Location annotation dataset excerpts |
════════════════

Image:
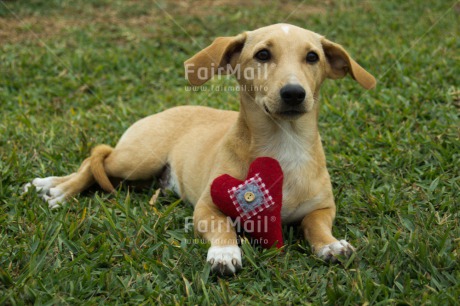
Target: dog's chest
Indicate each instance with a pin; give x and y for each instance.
(300, 180)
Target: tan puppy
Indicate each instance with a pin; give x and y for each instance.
(280, 69)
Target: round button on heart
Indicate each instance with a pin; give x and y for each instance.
(249, 197)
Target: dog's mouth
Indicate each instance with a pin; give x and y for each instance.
(291, 114)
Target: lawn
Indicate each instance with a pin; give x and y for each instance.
(74, 74)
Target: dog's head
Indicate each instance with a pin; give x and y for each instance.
(280, 67)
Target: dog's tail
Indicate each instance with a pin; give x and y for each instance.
(98, 155)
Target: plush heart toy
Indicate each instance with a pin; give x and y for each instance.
(254, 204)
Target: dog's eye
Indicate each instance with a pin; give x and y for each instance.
(263, 55)
(312, 57)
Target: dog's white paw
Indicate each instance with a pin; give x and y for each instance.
(42, 185)
(54, 197)
(225, 260)
(47, 191)
(332, 251)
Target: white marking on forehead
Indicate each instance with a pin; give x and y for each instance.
(285, 29)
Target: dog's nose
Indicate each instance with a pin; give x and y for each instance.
(292, 94)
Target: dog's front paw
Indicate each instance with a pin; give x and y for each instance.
(224, 260)
(334, 251)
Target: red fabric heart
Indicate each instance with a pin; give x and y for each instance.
(254, 204)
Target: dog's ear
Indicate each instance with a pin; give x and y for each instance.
(219, 57)
(340, 63)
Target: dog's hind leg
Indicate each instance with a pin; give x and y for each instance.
(124, 162)
(55, 190)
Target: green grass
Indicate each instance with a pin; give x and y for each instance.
(75, 74)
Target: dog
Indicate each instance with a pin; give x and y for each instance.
(280, 69)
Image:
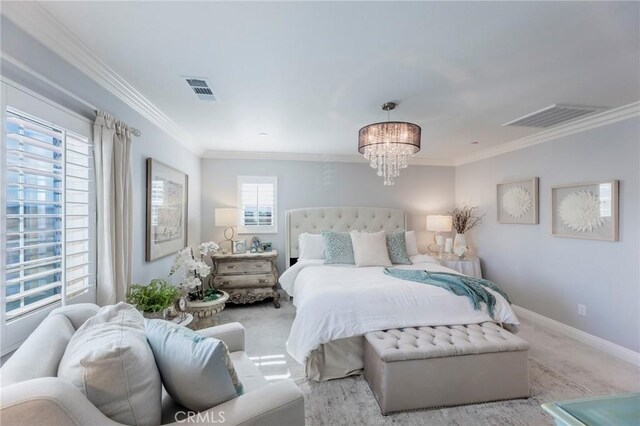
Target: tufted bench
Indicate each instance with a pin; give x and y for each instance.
(428, 367)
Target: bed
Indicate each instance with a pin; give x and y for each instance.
(337, 304)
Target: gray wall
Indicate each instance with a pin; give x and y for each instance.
(153, 142)
(551, 275)
(419, 190)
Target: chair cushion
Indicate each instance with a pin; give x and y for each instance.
(39, 355)
(196, 371)
(248, 373)
(109, 360)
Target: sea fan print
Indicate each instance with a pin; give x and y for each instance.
(516, 201)
(580, 211)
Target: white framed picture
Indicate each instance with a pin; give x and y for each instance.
(585, 210)
(518, 201)
(167, 204)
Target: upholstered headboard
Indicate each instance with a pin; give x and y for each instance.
(344, 219)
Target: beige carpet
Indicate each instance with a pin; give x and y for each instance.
(349, 401)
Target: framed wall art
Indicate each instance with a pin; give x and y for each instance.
(585, 210)
(167, 210)
(518, 201)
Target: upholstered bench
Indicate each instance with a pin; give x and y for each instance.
(428, 367)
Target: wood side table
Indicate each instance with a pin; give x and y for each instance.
(247, 277)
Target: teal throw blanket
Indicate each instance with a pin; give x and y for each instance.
(475, 289)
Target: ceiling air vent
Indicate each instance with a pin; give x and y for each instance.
(202, 88)
(553, 115)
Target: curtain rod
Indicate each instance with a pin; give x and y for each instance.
(27, 69)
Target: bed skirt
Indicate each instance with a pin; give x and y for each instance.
(336, 359)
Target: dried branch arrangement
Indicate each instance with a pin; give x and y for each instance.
(464, 219)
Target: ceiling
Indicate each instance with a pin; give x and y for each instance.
(310, 74)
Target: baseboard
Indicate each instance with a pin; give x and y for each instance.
(617, 351)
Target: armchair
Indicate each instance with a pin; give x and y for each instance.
(31, 394)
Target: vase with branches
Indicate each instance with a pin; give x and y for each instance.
(463, 220)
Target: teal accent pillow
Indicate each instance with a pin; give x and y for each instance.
(338, 247)
(397, 248)
(196, 371)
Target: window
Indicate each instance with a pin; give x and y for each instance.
(257, 196)
(49, 221)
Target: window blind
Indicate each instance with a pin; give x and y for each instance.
(258, 204)
(48, 208)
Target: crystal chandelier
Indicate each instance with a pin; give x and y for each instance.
(389, 145)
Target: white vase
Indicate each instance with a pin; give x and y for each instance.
(460, 240)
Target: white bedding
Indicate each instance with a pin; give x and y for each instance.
(338, 301)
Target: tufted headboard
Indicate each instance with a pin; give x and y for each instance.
(317, 219)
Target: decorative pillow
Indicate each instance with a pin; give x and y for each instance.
(412, 243)
(338, 247)
(109, 360)
(310, 246)
(370, 249)
(397, 248)
(196, 371)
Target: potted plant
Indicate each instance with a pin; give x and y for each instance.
(153, 299)
(204, 301)
(463, 219)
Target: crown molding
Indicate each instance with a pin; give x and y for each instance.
(36, 21)
(332, 158)
(597, 120)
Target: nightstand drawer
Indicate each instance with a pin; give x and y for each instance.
(243, 281)
(244, 267)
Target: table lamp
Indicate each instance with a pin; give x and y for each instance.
(438, 224)
(227, 218)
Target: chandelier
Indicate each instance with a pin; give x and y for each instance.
(389, 145)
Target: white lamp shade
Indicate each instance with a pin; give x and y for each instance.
(438, 223)
(226, 217)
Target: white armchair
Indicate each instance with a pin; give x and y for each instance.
(31, 394)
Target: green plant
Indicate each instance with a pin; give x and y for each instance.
(153, 297)
(464, 219)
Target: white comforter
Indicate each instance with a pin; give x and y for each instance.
(338, 301)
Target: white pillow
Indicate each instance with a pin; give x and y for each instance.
(109, 360)
(412, 243)
(310, 246)
(370, 249)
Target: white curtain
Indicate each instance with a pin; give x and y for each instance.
(112, 146)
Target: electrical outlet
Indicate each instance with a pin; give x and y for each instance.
(582, 310)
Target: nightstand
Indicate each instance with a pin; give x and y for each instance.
(247, 277)
(469, 265)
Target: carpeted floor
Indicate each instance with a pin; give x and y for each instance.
(553, 376)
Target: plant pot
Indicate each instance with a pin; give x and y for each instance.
(460, 240)
(155, 315)
(203, 312)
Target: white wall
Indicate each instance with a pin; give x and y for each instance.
(153, 142)
(419, 190)
(551, 275)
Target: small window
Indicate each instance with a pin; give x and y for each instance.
(257, 197)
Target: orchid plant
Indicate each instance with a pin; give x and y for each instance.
(195, 270)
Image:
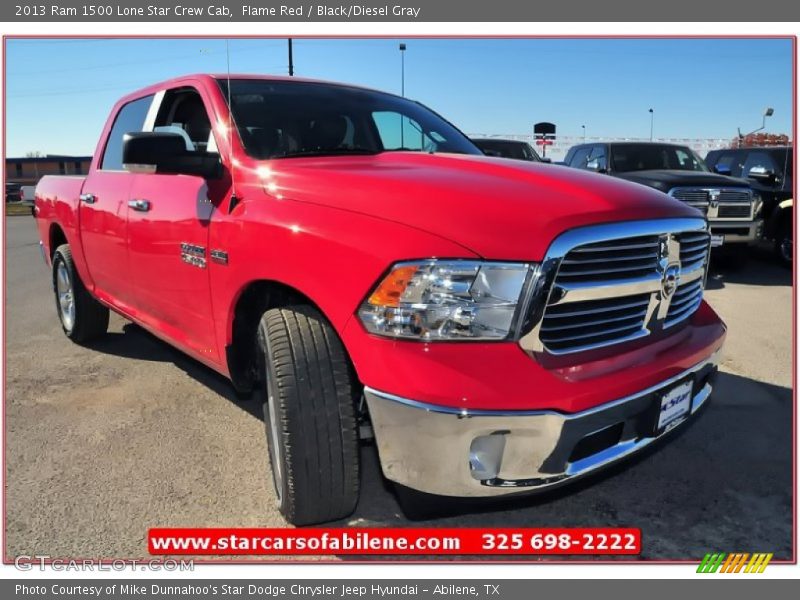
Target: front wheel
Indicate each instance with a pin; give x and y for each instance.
(82, 317)
(309, 415)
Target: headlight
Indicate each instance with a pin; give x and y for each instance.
(758, 204)
(449, 300)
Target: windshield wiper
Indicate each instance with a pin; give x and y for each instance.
(326, 152)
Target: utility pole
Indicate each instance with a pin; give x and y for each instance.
(403, 70)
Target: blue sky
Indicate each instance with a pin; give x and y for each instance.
(59, 92)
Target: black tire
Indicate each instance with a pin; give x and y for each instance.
(421, 506)
(784, 244)
(87, 318)
(309, 415)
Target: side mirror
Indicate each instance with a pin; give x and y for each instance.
(721, 169)
(594, 165)
(166, 153)
(762, 174)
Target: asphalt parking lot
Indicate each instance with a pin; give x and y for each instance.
(104, 442)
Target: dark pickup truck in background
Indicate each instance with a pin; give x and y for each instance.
(731, 206)
(770, 172)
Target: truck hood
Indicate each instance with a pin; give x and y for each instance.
(497, 208)
(665, 180)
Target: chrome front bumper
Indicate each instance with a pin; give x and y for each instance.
(738, 232)
(444, 451)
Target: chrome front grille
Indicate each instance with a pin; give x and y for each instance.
(612, 259)
(693, 249)
(685, 301)
(570, 325)
(717, 203)
(614, 283)
(695, 198)
(734, 211)
(734, 196)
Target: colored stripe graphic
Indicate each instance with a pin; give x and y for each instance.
(711, 562)
(735, 562)
(758, 563)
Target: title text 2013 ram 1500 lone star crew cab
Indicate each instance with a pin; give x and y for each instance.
(500, 326)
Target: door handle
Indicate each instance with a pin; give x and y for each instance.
(140, 205)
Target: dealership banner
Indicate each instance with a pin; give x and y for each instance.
(385, 589)
(400, 11)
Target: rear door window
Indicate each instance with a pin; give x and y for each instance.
(130, 118)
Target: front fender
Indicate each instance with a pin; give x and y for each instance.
(332, 256)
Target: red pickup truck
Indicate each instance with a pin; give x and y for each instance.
(499, 327)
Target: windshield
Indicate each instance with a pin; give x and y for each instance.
(644, 157)
(507, 149)
(284, 119)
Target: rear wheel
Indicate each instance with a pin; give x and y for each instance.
(309, 415)
(784, 245)
(82, 317)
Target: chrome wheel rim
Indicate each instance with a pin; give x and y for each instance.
(65, 296)
(275, 448)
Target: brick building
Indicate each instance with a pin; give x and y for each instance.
(28, 171)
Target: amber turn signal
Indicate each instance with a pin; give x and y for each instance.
(391, 289)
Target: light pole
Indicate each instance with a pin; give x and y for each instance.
(402, 88)
(403, 70)
(768, 112)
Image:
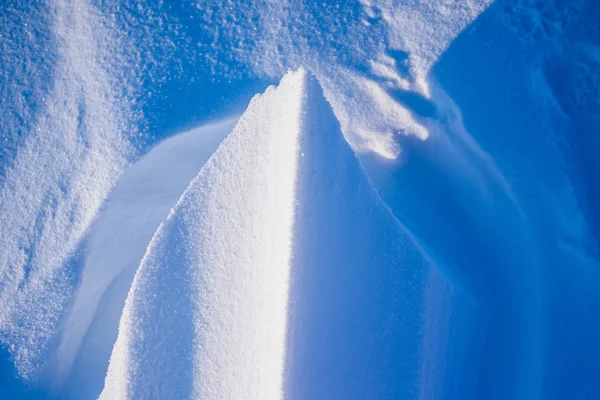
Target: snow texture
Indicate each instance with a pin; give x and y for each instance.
(206, 314)
(113, 248)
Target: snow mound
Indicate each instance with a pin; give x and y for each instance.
(282, 208)
(115, 245)
(206, 315)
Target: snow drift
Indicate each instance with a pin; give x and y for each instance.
(209, 314)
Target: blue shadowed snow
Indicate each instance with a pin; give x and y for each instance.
(449, 248)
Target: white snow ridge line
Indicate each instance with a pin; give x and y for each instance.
(209, 314)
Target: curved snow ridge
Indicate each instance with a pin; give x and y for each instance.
(69, 161)
(278, 259)
(206, 315)
(114, 246)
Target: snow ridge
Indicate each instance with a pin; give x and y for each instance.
(279, 260)
(206, 315)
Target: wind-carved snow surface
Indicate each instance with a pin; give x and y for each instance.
(282, 205)
(113, 248)
(57, 181)
(206, 314)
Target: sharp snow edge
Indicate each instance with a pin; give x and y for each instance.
(278, 258)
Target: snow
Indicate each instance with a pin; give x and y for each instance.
(63, 170)
(456, 142)
(114, 247)
(206, 313)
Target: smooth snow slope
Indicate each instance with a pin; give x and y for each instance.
(113, 249)
(206, 314)
(60, 173)
(356, 300)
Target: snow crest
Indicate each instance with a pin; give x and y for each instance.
(277, 260)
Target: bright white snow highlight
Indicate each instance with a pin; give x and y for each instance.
(206, 315)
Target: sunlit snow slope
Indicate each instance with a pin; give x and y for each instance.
(283, 205)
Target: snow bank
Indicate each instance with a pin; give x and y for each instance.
(61, 173)
(357, 278)
(283, 198)
(206, 315)
(114, 247)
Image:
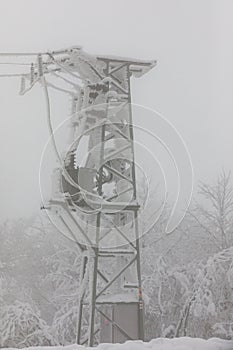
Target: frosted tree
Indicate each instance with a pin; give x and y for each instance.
(215, 217)
(21, 326)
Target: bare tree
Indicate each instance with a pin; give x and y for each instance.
(216, 217)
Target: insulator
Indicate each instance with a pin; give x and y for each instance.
(22, 85)
(40, 65)
(32, 73)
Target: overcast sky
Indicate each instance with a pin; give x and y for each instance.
(191, 86)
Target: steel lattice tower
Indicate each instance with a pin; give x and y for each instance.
(94, 202)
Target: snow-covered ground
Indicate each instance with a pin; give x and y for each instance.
(156, 344)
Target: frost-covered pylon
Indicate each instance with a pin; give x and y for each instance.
(94, 198)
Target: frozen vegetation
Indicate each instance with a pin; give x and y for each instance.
(187, 280)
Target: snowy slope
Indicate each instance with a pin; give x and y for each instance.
(156, 344)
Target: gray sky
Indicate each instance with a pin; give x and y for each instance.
(191, 85)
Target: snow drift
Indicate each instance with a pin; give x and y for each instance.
(156, 344)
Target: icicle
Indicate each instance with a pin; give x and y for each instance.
(22, 85)
(40, 65)
(32, 75)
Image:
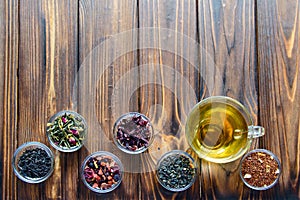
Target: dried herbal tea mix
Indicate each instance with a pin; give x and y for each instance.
(34, 163)
(102, 172)
(260, 169)
(66, 131)
(133, 132)
(176, 171)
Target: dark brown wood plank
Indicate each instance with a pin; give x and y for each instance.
(47, 68)
(169, 79)
(279, 89)
(8, 95)
(227, 35)
(107, 54)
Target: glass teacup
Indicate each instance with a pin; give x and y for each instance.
(220, 129)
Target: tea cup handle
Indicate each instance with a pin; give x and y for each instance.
(256, 131)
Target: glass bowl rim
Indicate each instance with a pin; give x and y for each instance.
(141, 150)
(269, 153)
(172, 152)
(60, 113)
(102, 153)
(21, 149)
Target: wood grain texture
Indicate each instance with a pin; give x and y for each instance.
(227, 34)
(9, 86)
(104, 58)
(169, 76)
(105, 91)
(47, 68)
(279, 88)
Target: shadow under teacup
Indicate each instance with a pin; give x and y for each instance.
(220, 129)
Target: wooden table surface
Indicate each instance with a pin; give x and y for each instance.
(103, 58)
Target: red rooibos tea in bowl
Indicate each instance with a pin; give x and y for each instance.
(102, 172)
(260, 169)
(133, 133)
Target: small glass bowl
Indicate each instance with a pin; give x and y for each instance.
(97, 159)
(168, 158)
(137, 142)
(30, 146)
(80, 119)
(265, 152)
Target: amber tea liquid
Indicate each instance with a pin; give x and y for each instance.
(217, 130)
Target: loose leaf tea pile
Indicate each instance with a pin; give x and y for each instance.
(102, 172)
(34, 163)
(260, 169)
(176, 171)
(133, 132)
(66, 131)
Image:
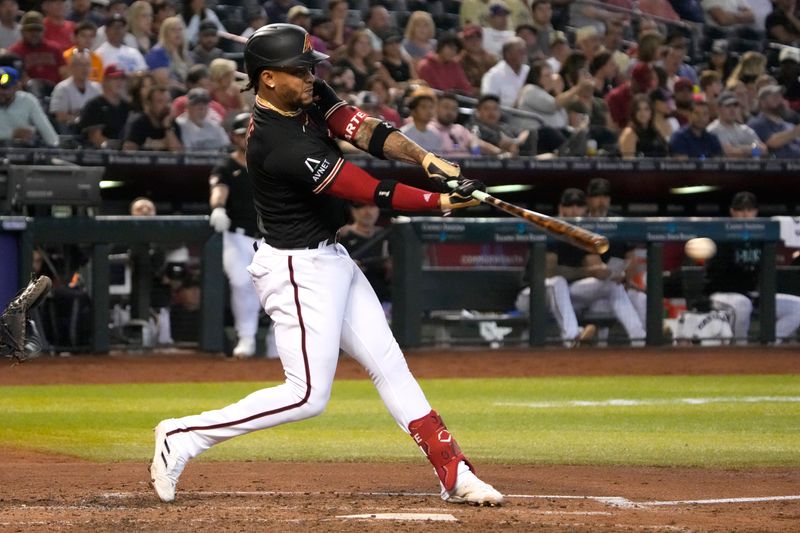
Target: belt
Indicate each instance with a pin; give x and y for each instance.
(321, 244)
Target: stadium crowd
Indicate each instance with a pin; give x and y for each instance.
(544, 78)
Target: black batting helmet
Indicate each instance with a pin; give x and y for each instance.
(279, 46)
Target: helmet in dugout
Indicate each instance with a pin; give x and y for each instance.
(279, 46)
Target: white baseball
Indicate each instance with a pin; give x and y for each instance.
(701, 248)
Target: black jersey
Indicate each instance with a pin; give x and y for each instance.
(291, 161)
(239, 205)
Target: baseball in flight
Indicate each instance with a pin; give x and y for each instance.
(701, 248)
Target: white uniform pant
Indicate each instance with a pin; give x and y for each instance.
(558, 303)
(319, 300)
(237, 253)
(591, 292)
(740, 307)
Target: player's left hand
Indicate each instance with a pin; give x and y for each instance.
(441, 170)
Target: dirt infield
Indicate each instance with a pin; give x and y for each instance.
(55, 493)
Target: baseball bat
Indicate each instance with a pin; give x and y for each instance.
(584, 239)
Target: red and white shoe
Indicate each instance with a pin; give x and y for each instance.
(471, 490)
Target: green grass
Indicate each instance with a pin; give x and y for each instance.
(488, 416)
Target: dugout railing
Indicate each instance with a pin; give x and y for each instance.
(420, 287)
(20, 235)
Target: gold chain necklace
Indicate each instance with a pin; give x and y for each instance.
(268, 105)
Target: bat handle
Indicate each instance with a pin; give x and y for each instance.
(481, 196)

════════════════

Task to complete | Starting at the line with "Target: red and white shoe" and going through the end of the records, rename "Target" to "Object". Write out only those lines, leaving everything else in them unchanged.

Answer for the task |
Object: red and white shoe
Indicate each instance with a pin; give x and y for each instance.
(471, 490)
Object: green grass
Indicate each instance with a pin; give x and y for each instance.
(488, 416)
Object: dugout railing
Indicate each instance with a pin; give x and y for each instance.
(420, 287)
(20, 235)
Object: gold chain necklace
Indicate each instance with a pin; give x and y for each instance.
(268, 105)
Object: bat handle
Indicate each instance with a pin; give x and y for each instance.
(481, 196)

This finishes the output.